[Items listed in a dataset]
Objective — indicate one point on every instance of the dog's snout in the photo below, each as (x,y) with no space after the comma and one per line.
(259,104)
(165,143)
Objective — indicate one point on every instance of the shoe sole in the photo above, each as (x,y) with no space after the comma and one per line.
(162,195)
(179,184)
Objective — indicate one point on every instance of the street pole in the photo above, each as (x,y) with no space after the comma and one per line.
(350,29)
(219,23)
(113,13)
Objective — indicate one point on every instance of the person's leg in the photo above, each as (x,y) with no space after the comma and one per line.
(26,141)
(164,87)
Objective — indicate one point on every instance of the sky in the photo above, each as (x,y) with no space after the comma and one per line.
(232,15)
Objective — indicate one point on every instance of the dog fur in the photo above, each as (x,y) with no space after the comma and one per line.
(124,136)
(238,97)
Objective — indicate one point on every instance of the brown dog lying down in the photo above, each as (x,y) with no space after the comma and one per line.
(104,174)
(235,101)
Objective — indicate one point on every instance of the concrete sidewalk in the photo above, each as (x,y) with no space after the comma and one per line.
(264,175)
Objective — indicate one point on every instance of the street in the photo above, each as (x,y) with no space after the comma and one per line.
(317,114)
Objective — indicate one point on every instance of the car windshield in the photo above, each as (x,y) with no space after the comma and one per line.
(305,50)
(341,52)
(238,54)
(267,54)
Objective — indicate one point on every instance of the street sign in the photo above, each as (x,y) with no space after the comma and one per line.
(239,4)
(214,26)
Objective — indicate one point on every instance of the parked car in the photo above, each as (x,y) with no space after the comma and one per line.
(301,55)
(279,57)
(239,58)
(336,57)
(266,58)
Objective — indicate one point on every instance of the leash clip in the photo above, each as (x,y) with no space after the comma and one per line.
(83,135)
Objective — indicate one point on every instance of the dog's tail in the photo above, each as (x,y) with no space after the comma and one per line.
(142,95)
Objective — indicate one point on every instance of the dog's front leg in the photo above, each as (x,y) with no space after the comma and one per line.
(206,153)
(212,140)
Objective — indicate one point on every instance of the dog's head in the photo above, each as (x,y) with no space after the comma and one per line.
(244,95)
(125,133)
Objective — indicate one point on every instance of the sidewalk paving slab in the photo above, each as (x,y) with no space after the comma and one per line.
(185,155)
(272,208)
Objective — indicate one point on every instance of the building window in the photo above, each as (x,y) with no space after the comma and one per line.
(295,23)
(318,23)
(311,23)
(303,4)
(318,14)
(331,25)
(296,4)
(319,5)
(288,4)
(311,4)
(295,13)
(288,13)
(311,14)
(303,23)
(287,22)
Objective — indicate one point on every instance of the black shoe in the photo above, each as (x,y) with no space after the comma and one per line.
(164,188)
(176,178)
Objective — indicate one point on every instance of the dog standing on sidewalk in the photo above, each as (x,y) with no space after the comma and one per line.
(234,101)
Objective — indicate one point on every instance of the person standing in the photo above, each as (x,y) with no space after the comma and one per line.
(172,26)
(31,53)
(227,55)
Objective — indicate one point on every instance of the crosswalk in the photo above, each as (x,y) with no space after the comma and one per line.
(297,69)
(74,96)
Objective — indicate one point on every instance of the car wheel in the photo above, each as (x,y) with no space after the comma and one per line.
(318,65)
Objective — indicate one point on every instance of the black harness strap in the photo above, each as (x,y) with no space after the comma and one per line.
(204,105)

■ **Work task**: Nothing should be altered. Set down all the data again.

■ **Answer section**:
Objective — indicate one point on every instance of the dog's snout in the photo below, each as (x,y) with no space after the comma and one per line.
(259,104)
(165,143)
Objective — indicate one point on every instance of the shoe sole in the photo above, each as (x,y) with no space after the comma and one per line.
(162,195)
(179,184)
Objective — indicate one point on every instance of the street pole in the photo above, each as (x,y) with no space after the comma and one per line.
(350,29)
(219,23)
(113,13)
Objective — indicate one point on every instance of the person's leg in the photo above, each as (x,y) with no space after the comma and one per line.
(26,141)
(164,87)
Objective — indicate one point on every instance of the sky in the photo above, each as (x,y) with no space after the comma and one per line.
(232,15)
Objective — indicate one point on every instance of the dog fur in the photo above, each as (x,y) with no space after the comma and one per line.
(124,136)
(238,97)
Objective — indicate one point on every instance of the brown dog lying down in the photo above, each as (x,y) with no space after the comma and one per line.
(104,174)
(235,101)
Objective — indicate one point on every instance of the concrete sidewalk in the photo above, each as (x,y) with no space after the comma and one per line.
(264,175)
Objective — indicate one point on every instance of the street in the photo above, each as (x,y) with no space after the comma and one per line.
(317,114)
Objective — indicate one point on every instance of the car windshield in the photo above, each as (x,y) with no space after the comma and one per line.
(305,50)
(341,52)
(238,54)
(267,54)
Objective — indicate one point on every instance of the street sign in the photo above, each as (x,y) with no space after the comma and one per line.
(239,4)
(214,26)
Objective — indicate one point on every instance of the parked car in the photo above, each as (x,y) with no space after the comma and one per line.
(301,55)
(279,57)
(239,58)
(336,57)
(266,58)
Objective — indicate one point on every instance of the leash clip in the photo above, each as (x,y) with no space after the comma and one per line.
(83,135)
Objective — indicate one point on every instance of the dog's tail in the photo above, each as (x,y) with no space after the comma and one per line.
(142,95)
Objective — indicate one point on every instance of the dog's front leg in the photo above, each as (x,y) with no space after the comma and one per line.
(206,153)
(212,140)
Objective — indicate one point on every instance of the dog's head in the photo above, each as (x,y) with no space after the comma and one per line.
(244,95)
(125,133)
Objective — indicate one point on every instance of the sidewalk paving slab in the photo above, each as (x,y) with no space after the comma and one per line.
(185,155)
(272,208)
Objective — indicate one point on every instance of the building window in the photo above, each as (x,y) with no space after the comma and one per line.
(295,23)
(318,23)
(311,23)
(303,4)
(318,14)
(331,25)
(296,4)
(319,5)
(288,4)
(311,4)
(295,13)
(288,13)
(311,14)
(303,23)
(287,22)
Objective — indicate one point on every instance of the black shoe in the photo above, each as (x,y) with no space after the comma and one per line.
(164,188)
(176,178)
Objective — indicate one point on every instance of the dog standing on sidewalk in the photo above, each as (x,y) with no space after the comma and one per line.
(234,101)
Objective — indicate one point on every instance of the person standing in the photo above, each as (x,y) with no space after the comma and one per line.
(172,26)
(31,53)
(227,55)
Objective — indicate one point on every instance of the crosswalk in the photo above, each as (x,y) with no space after the comma and one per line.
(297,69)
(74,96)
Objective — indicate one point on every instance of the car wheel in the photo above, each as (x,y) with no space after the comma and one per line.
(318,65)
Objective — indicate one point on every instance of the black harness strap in the photo above, each as (x,y) with no space after the comma and one per line.
(204,105)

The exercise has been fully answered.